◆ TEXTE FOURNI
########################################

Le 12 février, l'un des otages, Tom Fox, le seul Américain du groupe, est emmené dans une autre maison. Des semaines plus tard, selon James, les ravisseurs expliquent aux otages qu'ils vont bientôt annoncer que Fox est mort mais qu'il ne s'agit que d'une manoeuvre pour augmenter la pression sur les gouvernements canadiens et britanniques. En effet, expliquent-ils, le gouvernement américain ne s'inquiète pas pour lui. Le corps ligoté de Tom Fox a été plus tard découvert à l'ouest de Bagdad, le 10 mars, par les forces américaines. Il avait été abattu d'une balle dans la tête et d'une autre dans la poitrine.

"Après le meurtre de Tom et la découverte de son cadavre, j'étais sûr que Jim serait le suivant," déclare Dan. "Nous ne sommes pas arrivés à communiquer avec les ravisseurs. Pas de communication, et puis un meurtre. Notre réponse, qui était de rester ouverts, disponibles pour eux, tout ce que nous avions fait, avait complètement échoué. Ils avaient tué Tom."

Le matin du 23 mars, James et les autres otages entendent des bruits d'un tank, de verre brisé et de bottes sur le sol. Un contingent de soldats britanniques, américains, canadiens et irakiens prend d'assaut la maison et libère les otages. L'un des soldats pousse et malmène un homme tout sale les yeux bandés. Quand il s'approche, James voit que c'est celui qu'ils avaient surnommé Medicine Man. "Je suppose qu'ils l'avaient capturé. Il a sans doute été détenu lui aussi et il a fini par amener les soldats vers la maison."

########################################

◆ Enregistrements du jeu de données
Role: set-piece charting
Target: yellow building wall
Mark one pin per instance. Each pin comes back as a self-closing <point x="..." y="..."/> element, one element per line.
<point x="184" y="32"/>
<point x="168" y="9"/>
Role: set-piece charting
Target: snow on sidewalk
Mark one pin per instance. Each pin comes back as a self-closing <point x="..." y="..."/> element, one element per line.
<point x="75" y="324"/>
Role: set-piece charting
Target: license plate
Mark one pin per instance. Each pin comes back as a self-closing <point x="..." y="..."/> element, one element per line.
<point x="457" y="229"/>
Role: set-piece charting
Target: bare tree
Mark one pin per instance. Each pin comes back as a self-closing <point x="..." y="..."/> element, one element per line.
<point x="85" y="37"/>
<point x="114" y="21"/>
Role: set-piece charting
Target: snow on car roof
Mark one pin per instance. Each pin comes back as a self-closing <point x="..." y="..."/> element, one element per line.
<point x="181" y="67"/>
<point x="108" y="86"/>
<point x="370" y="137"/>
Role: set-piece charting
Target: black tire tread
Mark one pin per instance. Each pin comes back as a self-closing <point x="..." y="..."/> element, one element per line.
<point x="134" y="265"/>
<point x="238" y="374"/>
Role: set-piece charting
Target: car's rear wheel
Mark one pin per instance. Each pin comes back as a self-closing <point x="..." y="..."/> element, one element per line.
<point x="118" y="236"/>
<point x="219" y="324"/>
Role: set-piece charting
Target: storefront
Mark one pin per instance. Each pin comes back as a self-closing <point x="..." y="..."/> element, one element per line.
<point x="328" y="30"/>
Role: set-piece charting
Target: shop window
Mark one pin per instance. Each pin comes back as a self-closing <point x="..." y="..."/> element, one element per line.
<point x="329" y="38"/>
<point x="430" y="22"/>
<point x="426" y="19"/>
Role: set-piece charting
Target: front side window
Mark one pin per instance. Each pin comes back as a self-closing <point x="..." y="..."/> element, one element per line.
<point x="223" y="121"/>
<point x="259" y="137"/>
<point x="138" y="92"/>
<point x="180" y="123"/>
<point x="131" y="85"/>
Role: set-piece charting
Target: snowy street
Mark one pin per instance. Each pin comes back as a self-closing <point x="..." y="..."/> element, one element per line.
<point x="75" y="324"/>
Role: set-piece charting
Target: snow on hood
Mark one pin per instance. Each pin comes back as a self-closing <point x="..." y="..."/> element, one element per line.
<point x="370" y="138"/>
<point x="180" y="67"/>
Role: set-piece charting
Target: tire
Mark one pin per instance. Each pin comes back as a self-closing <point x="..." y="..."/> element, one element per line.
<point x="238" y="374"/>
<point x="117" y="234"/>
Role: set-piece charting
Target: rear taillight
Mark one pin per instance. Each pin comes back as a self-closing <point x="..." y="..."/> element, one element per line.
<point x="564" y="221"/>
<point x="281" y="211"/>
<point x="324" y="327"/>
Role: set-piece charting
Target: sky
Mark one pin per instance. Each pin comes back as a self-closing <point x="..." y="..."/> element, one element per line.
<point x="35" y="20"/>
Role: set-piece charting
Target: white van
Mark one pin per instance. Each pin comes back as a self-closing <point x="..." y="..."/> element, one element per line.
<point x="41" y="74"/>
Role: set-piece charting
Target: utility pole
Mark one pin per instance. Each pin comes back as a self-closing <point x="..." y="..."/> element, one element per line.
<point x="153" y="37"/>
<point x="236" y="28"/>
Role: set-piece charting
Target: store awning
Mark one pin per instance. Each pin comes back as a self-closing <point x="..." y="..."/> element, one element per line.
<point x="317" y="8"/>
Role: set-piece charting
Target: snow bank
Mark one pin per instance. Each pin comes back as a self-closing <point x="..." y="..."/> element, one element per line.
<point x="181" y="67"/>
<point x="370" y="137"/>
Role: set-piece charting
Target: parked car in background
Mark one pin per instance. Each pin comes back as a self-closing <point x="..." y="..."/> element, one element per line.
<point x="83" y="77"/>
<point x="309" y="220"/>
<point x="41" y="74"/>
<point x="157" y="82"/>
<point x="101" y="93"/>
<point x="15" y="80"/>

########################################

◆ ACTION À MENER
Reformulez sous forme de liste le paragraphe du texte sur les otages qui commence par « Le matin du 23 mars », en gardant ses faits principaux.

◆ SOLUTION
- Le matin du 23 mars, James et les autres otages entendent un tank, du verre brisé et des bottes sur le sol.
- Des soldats britanniques, américains, canadiens et irakiens prennent d'assaut la maison et libèrent les otages.
- Un soldat malmène un homme sale aux yeux bandés, en qui James reconnaît celui qu'ils avaient surnommé Medicine Man.
- James suppose que cet homme avait été capturé et détenu, puis qu'il a conduit les soldats jusqu'à la maison.